■ **WHAT TO PRODUCE**: Copy all of the data below without altering a single line.

■ **STORED DATA**:
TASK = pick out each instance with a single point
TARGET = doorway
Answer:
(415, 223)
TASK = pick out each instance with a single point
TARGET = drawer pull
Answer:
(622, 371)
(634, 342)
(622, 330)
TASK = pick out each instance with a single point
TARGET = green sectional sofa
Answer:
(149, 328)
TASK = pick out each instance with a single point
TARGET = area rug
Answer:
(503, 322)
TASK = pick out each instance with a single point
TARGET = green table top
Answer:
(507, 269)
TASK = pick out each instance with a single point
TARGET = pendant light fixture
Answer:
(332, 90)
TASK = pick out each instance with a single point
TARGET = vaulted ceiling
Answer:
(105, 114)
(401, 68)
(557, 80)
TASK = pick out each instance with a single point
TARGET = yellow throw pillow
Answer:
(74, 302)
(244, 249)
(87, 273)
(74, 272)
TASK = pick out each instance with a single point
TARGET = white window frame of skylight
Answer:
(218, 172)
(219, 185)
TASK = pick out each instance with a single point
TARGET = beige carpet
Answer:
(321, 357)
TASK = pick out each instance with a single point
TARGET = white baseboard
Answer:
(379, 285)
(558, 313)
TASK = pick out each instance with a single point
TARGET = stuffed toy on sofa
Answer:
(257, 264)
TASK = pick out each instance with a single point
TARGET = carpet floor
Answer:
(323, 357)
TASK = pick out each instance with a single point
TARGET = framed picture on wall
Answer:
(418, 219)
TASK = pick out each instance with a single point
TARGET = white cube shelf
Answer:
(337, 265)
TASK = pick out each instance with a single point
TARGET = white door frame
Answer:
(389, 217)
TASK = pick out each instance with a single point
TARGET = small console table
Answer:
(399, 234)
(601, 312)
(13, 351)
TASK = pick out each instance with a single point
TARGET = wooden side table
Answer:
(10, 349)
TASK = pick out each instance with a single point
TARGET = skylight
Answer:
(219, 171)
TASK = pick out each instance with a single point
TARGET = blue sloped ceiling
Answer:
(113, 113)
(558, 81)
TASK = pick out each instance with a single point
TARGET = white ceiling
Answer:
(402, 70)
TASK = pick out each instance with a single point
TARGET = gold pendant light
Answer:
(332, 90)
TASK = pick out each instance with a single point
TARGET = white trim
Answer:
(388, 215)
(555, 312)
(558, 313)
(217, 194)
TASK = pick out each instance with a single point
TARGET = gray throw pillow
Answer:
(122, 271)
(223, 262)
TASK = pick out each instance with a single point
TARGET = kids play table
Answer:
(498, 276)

■ **RESULT**:
TASK = pick out each instance with a single point
TARGET = doorway
Answer:
(415, 223)
TASK = pick out each instance with a single point
TARGET = drawer pull
Answer:
(622, 371)
(634, 342)
(622, 330)
TASK = pick out each instance with a single point
TARGET = green sectional sofa
Answer:
(149, 328)
TASK = pick out each instance with a single point
TARGET = area rug
Answer:
(503, 322)
TASK = pick out each instance with a single point
TARGET = green table top
Answer:
(507, 269)
TASK = pick out each instance with a single point
TARGET = pendant light fixture
Answer:
(332, 90)
TASK = pick out each instance with a single point
TARGET = vaulted ceiling
Answer:
(105, 114)
(401, 68)
(557, 80)
TASK = pick out each instance with a single point
TARGET = yellow throw pillow
Answer:
(74, 302)
(244, 249)
(87, 273)
(74, 272)
TASK = pick out each instance with a single point
TARGET = white window frame of skylight
Answer:
(218, 172)
(219, 185)
TASK = pick out each instance with a single point
TARGET = beige carpet
Answer:
(321, 357)
TASK = pick out each instance with a single point
TARGET = white baseboard
Answer:
(379, 285)
(558, 313)
TASK = pick out each instance with a single point
TARGET = stuffed toy on sofa
Answer:
(257, 264)
TASK = pick out each instance with a single point
TARGET = carpet floor
Answer:
(323, 357)
TASK = pick out each instance with a single point
TARGET = framed picture on wall
Answer:
(418, 219)
TASK = pick out each instance with a single point
TARGET = white cube shelf
Answer:
(337, 265)
TASK = pick out each instance with a single point
TARGET = white door frame
Answer:
(389, 217)
TASK = pick out each instance with a single point
TARGET = small console table
Answer:
(399, 234)
(601, 312)
(13, 351)
TASK = pick out each instance with a single point
TARGET = wooden side table
Answer:
(10, 349)
TASK = pick out each instance with a single point
TARGET = skylight
Answer:
(219, 171)
TASK = pick out each instance with a single point
TARGET = blue sloped ceiling
Answer:
(113, 113)
(558, 81)
TASK = pick out each instance with a single point
TARGET = white ceiling
Answer:
(402, 70)
TASK = pick out each instance with a single point
TARGET = gold pendant light
Answer:
(332, 90)
TASK = pick out each instance with a single point
TARGET = white trim
Answer:
(388, 215)
(555, 312)
(558, 313)
(217, 194)
TASK = pick out each instance with a single point
TARGET = gray throw pillow
Answer:
(122, 271)
(223, 262)
TASK = pick out each instance with a single point
TARGET = kids play table
Answer:
(498, 276)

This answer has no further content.